_Geëxtraheerde tekst_:
******************************
Uitspraak Nº 18/2181. Rechtbank Oost-Brabant, 2020-02-14

ECLIECLI:NL:RBOBR:2020:838
Docket Number18/2181
Date14 Febrero 2020
RECHTBANK OOST-BRABANT

Zittingsplaats 's-Hertogenbosch

Bestuursrecht

zaaknummer: SHE 18/2181

uitspraak van de meervoudige kamer van 14 februari 2020 in de zaak tussen

[naam] , geboren op [geboortedag] 1955 en wonend in [woonplaats] , eiser,

(gemachtigde: mr. C.M. Buisman),

en

de staatssecretaris van Justitie en Veiligheid (dan wel diens rechtsvoorganger de staatssecretaris van Veiligheid en Justitie), verweerder,

(gemachtigde: mr. M.M. van Asperen).

Procesverloop

Bij besluit van 22 januari 2014 (het primaire besluit) heeft verweerder het Nederlanderschap van eiser ingetrokken.

Hiertegen heeft eiser op 10 februari 2014 bezwaar gemaakt. Bij besluit op bezwaar van 5 november 2014 heeft verweerder dit bezwaar ongegrond verklaard. Verweerder heeft bij besluit van 29 oktober 2015 dit besluit op bezwaar ingetrokken.

Bij besluit op bezwaar van 21 september 2017 (het bestreden besluit) heeft verweerder het bezwaar van eiser opnieuw ongegrond verklaard.

Eiser heeft tegen het bestreden besluit op 30 oktober 2017 beroep ingesteld. Dit beroep is geregistreerd onder zaaknummer SHE 17/2957. Ook heeft hij op 3 december 2017 de voorzieningenrechter van deze rechtbank verzocht om een voorlopige voorziening te treffen. Bij uitspraak van de voorzieningenrechter van deze rechtbank van 22 december 2017 (SHE 17/3289) is dit verzoek toegewezen.

Op 20 maart 2018 heeft de zitting in de beroepsprocedure SHE 17/2957 plaatsgevonden. Bij uitspraak van de meervoudige kamer van deze rechtbank van 1 mei 2018 (ECLI:NL:RBOBR:2018:2067) is dit beroep niet-ontvankelijk verklaard.
******************************
_Te voltooien opdrachten_:
A. Vat de uitspraak over de intrekking van het Nederlanderschap samen in twee zinnen.
B. Schrijf het volgende deel van de uitspraak over de intrekking van het Nederlanderschap, aansluitend op de laatste zin die er staat.
******************************
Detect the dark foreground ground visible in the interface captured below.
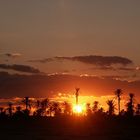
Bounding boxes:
[0,117,140,140]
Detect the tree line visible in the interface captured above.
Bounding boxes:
[0,89,140,119]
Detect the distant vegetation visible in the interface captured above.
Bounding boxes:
[0,89,140,120]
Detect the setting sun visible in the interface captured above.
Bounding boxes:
[73,105,83,113]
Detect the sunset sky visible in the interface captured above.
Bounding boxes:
[0,0,140,100]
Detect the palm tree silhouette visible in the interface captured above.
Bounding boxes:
[92,101,99,113]
[8,103,13,117]
[75,88,80,105]
[115,89,123,115]
[107,100,115,116]
[126,93,135,116]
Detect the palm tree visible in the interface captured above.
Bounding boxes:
[127,93,134,116]
[115,89,123,115]
[107,100,115,116]
[8,103,13,117]
[23,96,31,110]
[86,103,92,115]
[136,104,140,115]
[92,101,99,113]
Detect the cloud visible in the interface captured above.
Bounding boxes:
[28,58,54,63]
[55,55,133,66]
[29,55,133,66]
[4,53,21,58]
[0,64,41,74]
[0,72,140,98]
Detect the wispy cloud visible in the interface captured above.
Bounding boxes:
[0,64,41,74]
[29,55,133,66]
[4,53,22,58]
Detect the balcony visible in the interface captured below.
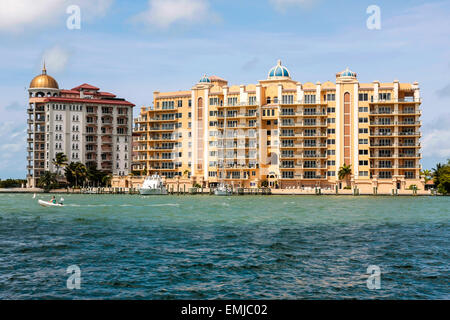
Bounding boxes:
[398,153,422,158]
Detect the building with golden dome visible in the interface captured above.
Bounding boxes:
[27,64,134,187]
[125,61,423,192]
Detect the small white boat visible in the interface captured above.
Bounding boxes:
[38,199,64,207]
[214,184,232,196]
[139,175,168,195]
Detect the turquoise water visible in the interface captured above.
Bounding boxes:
[0,194,450,299]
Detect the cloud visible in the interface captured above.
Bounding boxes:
[0,121,26,178]
[269,0,318,12]
[133,0,217,29]
[43,45,70,72]
[421,113,450,159]
[0,0,113,33]
[242,57,259,71]
[436,84,450,98]
[5,101,26,112]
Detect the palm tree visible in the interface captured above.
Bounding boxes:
[338,163,352,186]
[102,174,112,187]
[38,171,57,192]
[52,152,68,175]
[65,162,87,187]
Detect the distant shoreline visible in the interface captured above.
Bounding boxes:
[0,188,438,197]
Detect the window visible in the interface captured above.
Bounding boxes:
[378,92,391,101]
[358,93,369,101]
[228,97,237,106]
[305,94,316,103]
[281,95,294,104]
[281,171,294,179]
[359,128,369,134]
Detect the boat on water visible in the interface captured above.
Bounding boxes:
[139,175,168,195]
[214,184,232,196]
[38,199,64,207]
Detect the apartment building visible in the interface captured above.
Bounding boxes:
[129,61,423,190]
[27,64,134,187]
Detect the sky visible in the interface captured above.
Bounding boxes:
[0,0,450,179]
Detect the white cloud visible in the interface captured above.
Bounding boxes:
[0,121,26,178]
[422,129,450,159]
[0,0,113,32]
[134,0,217,29]
[43,45,70,72]
[269,0,318,12]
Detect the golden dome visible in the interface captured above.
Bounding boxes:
[30,63,59,89]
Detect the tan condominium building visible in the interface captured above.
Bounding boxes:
[27,65,134,187]
[132,61,423,191]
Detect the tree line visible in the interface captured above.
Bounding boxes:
[37,152,112,190]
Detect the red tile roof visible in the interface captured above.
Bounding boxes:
[43,97,135,107]
[72,83,100,91]
[98,92,116,97]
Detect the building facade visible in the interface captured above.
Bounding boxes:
[133,61,423,190]
[27,65,134,187]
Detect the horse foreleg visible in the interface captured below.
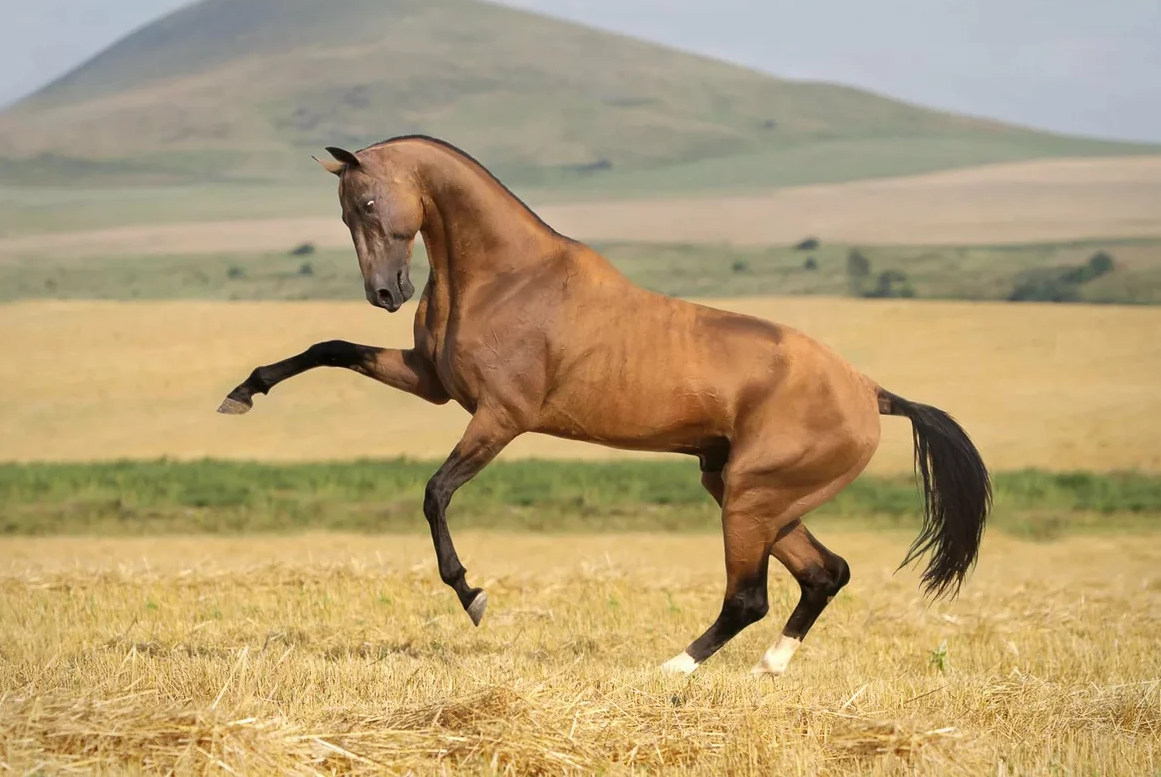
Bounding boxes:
[424,411,515,626]
[218,340,449,416]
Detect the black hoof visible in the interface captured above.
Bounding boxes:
[218,395,254,416]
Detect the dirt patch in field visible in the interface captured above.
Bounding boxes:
[0,157,1161,261]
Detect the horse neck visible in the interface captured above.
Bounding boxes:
[401,143,560,295]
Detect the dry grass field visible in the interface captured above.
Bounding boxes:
[0,297,1161,473]
[0,157,1161,261]
[0,524,1161,776]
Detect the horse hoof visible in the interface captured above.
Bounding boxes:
[661,653,698,677]
[468,591,488,626]
[218,396,254,416]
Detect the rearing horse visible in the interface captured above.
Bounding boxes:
[219,136,991,675]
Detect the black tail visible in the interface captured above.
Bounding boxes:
[879,389,991,598]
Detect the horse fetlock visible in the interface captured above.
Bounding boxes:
[464,591,488,626]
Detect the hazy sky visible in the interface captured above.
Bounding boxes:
[0,0,1161,142]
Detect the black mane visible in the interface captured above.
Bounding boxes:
[359,135,570,239]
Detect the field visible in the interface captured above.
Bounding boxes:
[0,524,1161,775]
[0,297,1161,473]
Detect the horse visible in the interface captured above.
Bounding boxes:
[218,135,991,675]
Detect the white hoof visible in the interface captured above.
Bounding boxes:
[750,636,802,677]
[661,653,698,676]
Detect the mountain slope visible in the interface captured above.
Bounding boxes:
[0,0,1155,188]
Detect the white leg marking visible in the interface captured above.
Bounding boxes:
[750,636,802,676]
[661,653,698,675]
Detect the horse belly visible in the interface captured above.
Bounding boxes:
[536,375,729,453]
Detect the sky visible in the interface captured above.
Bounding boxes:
[0,0,1161,142]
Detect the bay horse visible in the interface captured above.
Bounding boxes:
[218,135,991,675]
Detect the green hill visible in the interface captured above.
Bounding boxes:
[0,0,1158,192]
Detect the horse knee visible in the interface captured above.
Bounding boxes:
[722,587,770,629]
[798,555,851,600]
[424,477,449,524]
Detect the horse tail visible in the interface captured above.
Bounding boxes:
[879,388,991,599]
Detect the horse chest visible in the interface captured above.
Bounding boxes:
[430,329,483,412]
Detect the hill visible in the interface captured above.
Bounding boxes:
[0,0,1156,190]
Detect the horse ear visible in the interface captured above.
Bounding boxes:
[326,145,359,168]
[310,154,347,175]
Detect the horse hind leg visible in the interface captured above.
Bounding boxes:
[751,519,851,676]
[662,497,770,675]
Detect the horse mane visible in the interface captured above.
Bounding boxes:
[359,134,571,240]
******************************
_Geschreven antwoorden_:
A. Verweerder heeft op 22 januari 2014 het Nederlanderschap van eiser ingetrokken en na een later ingetrokken besluit op bezwaar het bezwaar van eiser op 21 september 2017 opnieuw ongegrond verklaard. Eiser stelde daartegen beroep in en kreeg van de voorzieningenrechter een voorlopige voorziening, maar de meervoudige kamer verklaarde dat beroep op 1 mei 2018 niet-ontvankelijk.

B.
Tegen deze uitspraak heeft eiser op 25 mei 2018 hoger beroep ingesteld. Bij uitspraak van de Afdeling bestuursrechtspraak van de Raad van State (hierna: de Afdeling) van 29 augustus 2018 (ECLI:NL:RVS:2018:2865) is dit hoger beroep gegrond verklaard, de uitspraak van de meervoudige kamer van deze rechtbank in zaaknummer SHE 17/2957 vernietigd en de zaak teruggewezen naar de rechtbank. De zaak is vervolgens door de rechtbank geregistreerd onder zaaknummer SHE 18/2181.

Verweerder heeft op 20 augustus 2019 een verweerschrift ingediend.

Bij brief van 29 augustus 2019 heeft de rechtbank bij de minister van Buitenlandse Zaken de stukken opgevraagd die ten grondslag liggen aan het bij de besluitvorming betrokken individuele ambtsbericht van 31 augustus 2016 (kenmerk: KIG151102.0062). De minister van Buitenlandse Zaken heeft bij brief van 3 september 2019 de onderliggende stukken bij het individueel ambtsbericht overgelegd. Ten aanzien van de ongeschoonde versie heeft de minister van Buitenlandse Zaken met een beroep op artikel 8:29 van de Algemene wet bestuursrecht (Awb) verzocht om beperkte kennisgeving vanwege bescherming van geraadpleegde bronnen en de gebruikte onderzoeksmethoden. Bij beslissing van 20 september 2019 heeft de enkelvoudige geheimhoudingskamer van deze rechtbank bepaald dat de beperking van de kennisneming gerechtvaardigd is.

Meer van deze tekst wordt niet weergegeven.